(Dataset rows on pointing at objects)
....
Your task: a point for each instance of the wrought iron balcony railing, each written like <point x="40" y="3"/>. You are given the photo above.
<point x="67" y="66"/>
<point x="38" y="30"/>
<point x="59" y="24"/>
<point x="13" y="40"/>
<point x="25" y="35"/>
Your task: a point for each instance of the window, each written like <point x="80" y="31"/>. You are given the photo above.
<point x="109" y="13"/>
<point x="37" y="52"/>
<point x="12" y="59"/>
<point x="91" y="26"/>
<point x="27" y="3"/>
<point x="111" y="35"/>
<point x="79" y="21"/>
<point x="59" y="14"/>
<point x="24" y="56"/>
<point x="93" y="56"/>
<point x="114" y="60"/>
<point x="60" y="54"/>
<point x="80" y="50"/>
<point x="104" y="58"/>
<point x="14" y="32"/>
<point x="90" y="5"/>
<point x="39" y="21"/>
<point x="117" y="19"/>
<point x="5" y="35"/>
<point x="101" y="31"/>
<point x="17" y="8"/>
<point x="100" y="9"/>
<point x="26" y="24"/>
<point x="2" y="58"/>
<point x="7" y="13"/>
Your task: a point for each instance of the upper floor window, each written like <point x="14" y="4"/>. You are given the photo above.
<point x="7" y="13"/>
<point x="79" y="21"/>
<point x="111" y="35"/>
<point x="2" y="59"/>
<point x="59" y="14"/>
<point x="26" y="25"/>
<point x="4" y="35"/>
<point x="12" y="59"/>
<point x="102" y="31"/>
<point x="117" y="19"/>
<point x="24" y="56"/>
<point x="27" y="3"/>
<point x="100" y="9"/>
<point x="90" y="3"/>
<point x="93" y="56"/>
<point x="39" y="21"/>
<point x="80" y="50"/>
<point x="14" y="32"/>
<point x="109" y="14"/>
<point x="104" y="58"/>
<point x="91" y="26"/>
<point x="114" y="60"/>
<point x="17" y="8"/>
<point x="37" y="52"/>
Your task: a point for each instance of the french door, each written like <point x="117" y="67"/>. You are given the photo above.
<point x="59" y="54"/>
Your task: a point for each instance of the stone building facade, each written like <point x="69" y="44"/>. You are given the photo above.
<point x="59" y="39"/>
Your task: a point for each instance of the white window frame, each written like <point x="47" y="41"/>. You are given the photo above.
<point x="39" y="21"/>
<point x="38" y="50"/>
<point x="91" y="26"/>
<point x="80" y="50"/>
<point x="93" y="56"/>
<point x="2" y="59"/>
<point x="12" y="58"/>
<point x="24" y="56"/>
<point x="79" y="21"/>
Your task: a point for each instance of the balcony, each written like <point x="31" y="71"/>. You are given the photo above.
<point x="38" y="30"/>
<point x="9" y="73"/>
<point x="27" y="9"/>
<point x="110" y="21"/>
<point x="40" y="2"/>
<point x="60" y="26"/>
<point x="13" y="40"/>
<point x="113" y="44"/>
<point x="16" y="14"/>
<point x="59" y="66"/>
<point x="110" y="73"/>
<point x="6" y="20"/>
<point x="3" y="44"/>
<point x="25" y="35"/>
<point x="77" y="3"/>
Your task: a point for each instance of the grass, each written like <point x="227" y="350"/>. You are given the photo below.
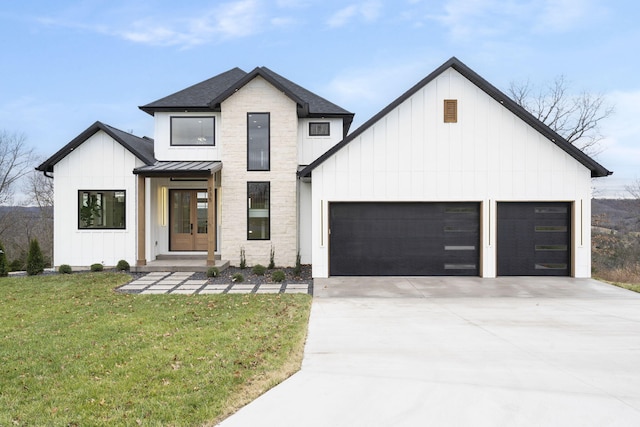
<point x="75" y="353"/>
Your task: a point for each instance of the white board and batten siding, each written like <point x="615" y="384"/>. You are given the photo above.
<point x="100" y="163"/>
<point x="488" y="156"/>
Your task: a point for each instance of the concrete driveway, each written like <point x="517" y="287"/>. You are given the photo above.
<point x="462" y="352"/>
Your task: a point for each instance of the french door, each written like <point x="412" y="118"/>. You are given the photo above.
<point x="188" y="220"/>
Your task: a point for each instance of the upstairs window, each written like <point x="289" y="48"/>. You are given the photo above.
<point x="192" y="131"/>
<point x="258" y="135"/>
<point x="451" y="111"/>
<point x="319" y="129"/>
<point x="101" y="209"/>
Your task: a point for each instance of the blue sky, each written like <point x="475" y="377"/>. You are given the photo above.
<point x="66" y="64"/>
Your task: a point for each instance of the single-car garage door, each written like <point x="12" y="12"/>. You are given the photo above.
<point x="534" y="239"/>
<point x="404" y="239"/>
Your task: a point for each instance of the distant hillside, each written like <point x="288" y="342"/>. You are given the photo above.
<point x="618" y="214"/>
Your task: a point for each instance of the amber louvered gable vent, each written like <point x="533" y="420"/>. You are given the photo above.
<point x="451" y="111"/>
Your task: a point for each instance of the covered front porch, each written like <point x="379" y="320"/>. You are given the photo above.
<point x="178" y="208"/>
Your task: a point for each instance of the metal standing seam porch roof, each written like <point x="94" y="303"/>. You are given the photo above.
<point x="597" y="170"/>
<point x="179" y="168"/>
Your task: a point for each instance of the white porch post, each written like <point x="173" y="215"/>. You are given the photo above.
<point x="211" y="220"/>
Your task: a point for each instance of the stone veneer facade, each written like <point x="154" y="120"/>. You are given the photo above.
<point x="259" y="96"/>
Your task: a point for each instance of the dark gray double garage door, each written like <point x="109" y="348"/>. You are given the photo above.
<point x="443" y="239"/>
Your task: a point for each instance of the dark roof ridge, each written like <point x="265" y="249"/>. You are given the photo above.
<point x="597" y="170"/>
<point x="190" y="95"/>
<point x="141" y="147"/>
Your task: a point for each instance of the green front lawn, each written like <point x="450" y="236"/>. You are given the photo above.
<point x="74" y="352"/>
....
● **Aim**
Copy the rows from the line containing "Your task: a point for each instance of the green" through the last row above, both ends included, with nothing changed.

● **Exercise result**
Your task: a point for each instance of the green front lawn, each written like <point x="450" y="236"/>. You are given the photo above.
<point x="74" y="352"/>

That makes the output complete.